> [TAREA PLANTEADA]
Reproduce sin cambios las líneas de los registros que siguen, desde la que contiene "Tell me exactly where the cart" hasta la que contiene "top-left (119, 563), bottom-right (240, 657)", ambas incluidas.

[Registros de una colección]
________________________
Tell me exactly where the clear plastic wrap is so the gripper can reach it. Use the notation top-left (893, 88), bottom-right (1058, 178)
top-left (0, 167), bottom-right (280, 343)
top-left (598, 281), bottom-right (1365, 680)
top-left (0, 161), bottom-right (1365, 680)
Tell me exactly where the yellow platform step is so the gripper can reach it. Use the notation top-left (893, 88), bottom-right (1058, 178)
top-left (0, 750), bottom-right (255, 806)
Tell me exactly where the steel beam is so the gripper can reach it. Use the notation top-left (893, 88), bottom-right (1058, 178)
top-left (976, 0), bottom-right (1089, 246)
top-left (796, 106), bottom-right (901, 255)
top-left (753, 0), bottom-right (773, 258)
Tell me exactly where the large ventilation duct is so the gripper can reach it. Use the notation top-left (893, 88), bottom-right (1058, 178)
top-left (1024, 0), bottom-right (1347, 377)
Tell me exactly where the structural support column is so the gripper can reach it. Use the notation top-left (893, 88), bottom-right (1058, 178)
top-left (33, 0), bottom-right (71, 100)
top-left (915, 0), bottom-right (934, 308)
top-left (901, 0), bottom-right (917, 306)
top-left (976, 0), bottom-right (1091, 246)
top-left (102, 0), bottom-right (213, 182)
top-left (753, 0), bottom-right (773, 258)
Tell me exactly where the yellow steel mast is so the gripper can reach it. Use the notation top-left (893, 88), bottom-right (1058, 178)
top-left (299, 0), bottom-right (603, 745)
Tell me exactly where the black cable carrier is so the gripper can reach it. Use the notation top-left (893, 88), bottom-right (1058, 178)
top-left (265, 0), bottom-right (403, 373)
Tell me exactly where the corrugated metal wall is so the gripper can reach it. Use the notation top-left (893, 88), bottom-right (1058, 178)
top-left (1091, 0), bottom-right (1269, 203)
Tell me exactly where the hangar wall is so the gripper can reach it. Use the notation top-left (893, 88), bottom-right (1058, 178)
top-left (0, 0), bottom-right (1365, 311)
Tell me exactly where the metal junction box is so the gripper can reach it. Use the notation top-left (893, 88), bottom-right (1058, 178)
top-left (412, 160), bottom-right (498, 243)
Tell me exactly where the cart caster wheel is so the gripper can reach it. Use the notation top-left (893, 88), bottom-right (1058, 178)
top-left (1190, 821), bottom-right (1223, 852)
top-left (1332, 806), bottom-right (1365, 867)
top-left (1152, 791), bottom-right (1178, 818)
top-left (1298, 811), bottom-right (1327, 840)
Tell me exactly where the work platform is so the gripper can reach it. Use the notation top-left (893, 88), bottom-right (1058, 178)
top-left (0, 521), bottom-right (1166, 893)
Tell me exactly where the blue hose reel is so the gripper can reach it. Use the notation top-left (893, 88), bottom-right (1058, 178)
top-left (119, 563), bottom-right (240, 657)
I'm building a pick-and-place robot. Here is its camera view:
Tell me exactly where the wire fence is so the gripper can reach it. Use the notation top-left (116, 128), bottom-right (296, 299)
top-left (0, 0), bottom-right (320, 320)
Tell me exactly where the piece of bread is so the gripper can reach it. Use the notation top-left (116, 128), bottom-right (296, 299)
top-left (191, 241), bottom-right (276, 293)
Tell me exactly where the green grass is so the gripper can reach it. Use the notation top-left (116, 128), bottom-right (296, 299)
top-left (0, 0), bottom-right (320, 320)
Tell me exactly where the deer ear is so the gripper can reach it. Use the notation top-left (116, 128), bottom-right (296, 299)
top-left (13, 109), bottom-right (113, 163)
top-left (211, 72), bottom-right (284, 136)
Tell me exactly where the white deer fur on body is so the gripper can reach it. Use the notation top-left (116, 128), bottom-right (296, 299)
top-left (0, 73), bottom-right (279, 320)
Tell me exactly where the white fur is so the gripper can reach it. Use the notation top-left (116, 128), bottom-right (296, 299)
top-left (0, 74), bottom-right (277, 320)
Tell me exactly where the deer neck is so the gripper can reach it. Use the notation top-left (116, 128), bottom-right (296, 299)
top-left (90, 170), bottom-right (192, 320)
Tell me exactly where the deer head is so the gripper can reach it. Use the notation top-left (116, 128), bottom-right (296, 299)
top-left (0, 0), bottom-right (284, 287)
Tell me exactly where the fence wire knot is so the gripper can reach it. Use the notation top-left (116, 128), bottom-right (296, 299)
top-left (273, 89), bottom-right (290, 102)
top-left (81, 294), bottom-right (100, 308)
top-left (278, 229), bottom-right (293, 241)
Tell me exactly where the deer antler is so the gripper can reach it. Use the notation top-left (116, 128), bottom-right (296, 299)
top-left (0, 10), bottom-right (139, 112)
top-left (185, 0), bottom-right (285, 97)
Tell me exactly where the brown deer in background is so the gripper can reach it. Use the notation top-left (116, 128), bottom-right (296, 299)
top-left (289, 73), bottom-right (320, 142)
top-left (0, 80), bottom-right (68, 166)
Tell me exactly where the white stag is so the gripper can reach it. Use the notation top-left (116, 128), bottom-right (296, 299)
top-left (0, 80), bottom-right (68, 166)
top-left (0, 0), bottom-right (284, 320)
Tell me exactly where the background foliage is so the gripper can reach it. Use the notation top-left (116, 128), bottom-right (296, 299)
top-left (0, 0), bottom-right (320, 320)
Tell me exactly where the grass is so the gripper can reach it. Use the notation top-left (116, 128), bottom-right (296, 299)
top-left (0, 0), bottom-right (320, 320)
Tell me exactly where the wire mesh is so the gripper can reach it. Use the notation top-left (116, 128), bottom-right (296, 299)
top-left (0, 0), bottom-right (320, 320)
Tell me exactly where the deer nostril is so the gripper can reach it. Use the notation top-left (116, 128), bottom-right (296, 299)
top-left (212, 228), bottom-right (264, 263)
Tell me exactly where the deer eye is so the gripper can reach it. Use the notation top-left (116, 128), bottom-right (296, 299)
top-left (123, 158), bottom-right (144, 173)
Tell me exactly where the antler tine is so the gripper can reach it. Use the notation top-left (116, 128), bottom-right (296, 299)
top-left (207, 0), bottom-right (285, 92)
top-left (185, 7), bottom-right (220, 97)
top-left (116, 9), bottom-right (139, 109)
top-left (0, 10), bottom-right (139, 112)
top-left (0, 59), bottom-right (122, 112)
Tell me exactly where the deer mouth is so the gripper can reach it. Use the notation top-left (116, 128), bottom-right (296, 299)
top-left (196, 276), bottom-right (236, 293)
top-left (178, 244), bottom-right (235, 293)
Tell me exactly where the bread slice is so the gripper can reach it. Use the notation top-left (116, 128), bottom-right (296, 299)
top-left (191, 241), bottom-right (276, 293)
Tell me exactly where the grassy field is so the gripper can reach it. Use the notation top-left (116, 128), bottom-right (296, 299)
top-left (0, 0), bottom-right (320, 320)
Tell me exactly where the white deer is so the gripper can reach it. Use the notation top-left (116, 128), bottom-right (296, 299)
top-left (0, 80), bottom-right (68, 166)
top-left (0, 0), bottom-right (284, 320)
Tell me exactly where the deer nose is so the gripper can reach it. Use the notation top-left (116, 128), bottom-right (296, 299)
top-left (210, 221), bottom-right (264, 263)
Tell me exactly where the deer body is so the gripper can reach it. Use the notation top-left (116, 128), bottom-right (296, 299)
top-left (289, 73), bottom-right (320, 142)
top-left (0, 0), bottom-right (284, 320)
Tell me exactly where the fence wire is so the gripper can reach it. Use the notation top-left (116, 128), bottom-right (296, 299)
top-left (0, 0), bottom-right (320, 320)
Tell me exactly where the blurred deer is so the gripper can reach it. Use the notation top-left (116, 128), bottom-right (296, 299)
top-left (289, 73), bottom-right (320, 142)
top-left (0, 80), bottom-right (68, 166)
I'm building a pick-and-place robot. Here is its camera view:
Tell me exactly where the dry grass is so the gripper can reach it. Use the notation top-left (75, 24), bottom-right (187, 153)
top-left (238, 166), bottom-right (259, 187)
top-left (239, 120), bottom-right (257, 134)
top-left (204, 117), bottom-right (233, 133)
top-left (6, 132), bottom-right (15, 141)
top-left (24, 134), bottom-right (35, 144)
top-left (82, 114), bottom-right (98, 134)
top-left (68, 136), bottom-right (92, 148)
________________________
> [RESPUESTA COMPLETA]
Tell me exactly where the cart caster wheel is so the gripper can reach it. Use the notation top-left (893, 88), bottom-right (1058, 178)
top-left (1190, 821), bottom-right (1223, 852)
top-left (1332, 806), bottom-right (1365, 867)
top-left (1152, 791), bottom-right (1178, 818)
top-left (1298, 811), bottom-right (1327, 840)
Tell me exactly where the work platform is so the gripper can reach it. Use the notation top-left (893, 88), bottom-right (1058, 178)
top-left (0, 521), bottom-right (1166, 893)
Tell me exactly where the blue hose reel is so the gripper can reach it. Use the notation top-left (893, 88), bottom-right (1058, 178)
top-left (119, 563), bottom-right (240, 657)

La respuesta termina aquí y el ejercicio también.